- **TASK STATEMENT**:
Repeat the records word for word, starting with their first line and going on through the line with "Query: arm in water", both included.

____ DATA IN THIS EXERCISE

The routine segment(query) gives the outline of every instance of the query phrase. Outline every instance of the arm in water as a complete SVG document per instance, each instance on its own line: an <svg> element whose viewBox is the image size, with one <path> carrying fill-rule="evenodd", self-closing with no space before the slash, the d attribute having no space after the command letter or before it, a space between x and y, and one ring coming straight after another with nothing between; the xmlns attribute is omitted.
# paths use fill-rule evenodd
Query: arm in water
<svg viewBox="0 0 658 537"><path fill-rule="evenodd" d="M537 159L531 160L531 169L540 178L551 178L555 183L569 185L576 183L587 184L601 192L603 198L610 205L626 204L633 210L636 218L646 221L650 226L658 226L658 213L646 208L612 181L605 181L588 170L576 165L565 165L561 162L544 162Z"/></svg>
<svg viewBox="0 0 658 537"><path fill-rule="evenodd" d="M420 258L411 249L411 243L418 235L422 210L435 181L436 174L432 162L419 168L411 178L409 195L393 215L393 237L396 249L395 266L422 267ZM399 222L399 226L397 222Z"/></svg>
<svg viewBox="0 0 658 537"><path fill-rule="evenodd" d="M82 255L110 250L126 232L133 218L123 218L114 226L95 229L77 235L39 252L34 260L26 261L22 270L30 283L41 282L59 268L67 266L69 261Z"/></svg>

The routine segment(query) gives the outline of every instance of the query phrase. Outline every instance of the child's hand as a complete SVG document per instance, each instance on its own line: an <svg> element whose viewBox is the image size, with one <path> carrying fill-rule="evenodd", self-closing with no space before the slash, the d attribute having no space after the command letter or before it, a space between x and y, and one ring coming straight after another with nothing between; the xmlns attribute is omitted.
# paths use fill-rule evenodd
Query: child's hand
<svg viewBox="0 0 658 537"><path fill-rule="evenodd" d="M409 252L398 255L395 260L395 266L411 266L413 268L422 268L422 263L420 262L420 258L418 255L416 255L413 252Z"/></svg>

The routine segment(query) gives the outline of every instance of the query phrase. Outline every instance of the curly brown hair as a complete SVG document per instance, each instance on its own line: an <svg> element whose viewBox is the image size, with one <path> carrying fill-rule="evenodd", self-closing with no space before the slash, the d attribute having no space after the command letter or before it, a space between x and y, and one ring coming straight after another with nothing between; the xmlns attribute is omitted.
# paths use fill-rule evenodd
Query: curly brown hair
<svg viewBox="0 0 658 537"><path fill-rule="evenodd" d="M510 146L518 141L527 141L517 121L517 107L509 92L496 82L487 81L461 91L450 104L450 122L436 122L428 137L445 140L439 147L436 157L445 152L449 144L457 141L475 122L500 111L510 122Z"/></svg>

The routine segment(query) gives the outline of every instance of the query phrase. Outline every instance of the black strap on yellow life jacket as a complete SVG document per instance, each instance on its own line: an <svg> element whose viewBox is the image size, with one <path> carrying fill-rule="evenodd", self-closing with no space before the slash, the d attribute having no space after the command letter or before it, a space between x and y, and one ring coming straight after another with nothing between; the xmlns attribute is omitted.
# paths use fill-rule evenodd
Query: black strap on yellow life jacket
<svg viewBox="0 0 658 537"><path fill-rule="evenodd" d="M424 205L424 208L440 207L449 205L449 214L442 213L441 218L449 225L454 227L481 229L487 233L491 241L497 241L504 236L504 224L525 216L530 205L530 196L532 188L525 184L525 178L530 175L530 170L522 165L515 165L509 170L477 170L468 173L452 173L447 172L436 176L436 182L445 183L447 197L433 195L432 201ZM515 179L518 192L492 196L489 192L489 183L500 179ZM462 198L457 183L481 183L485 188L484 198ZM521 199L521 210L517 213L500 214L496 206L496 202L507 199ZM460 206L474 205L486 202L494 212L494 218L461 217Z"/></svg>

________

- **WRITTEN RESPONSE**:
The routine segment(query) gives the outline of every instance of the query phrase. Outline every instance of the arm in water as a complete SVG document per instance, each instance on its own line: an <svg> element whose viewBox is the image size, with one <path> carrying fill-rule="evenodd", self-closing with no space before the slash, the d attribute having no space after the command letter or before it, a space between x and y, and one ring coming straight after another with nothing between; the xmlns attribute is omitted.
# paths use fill-rule evenodd
Query: arm in water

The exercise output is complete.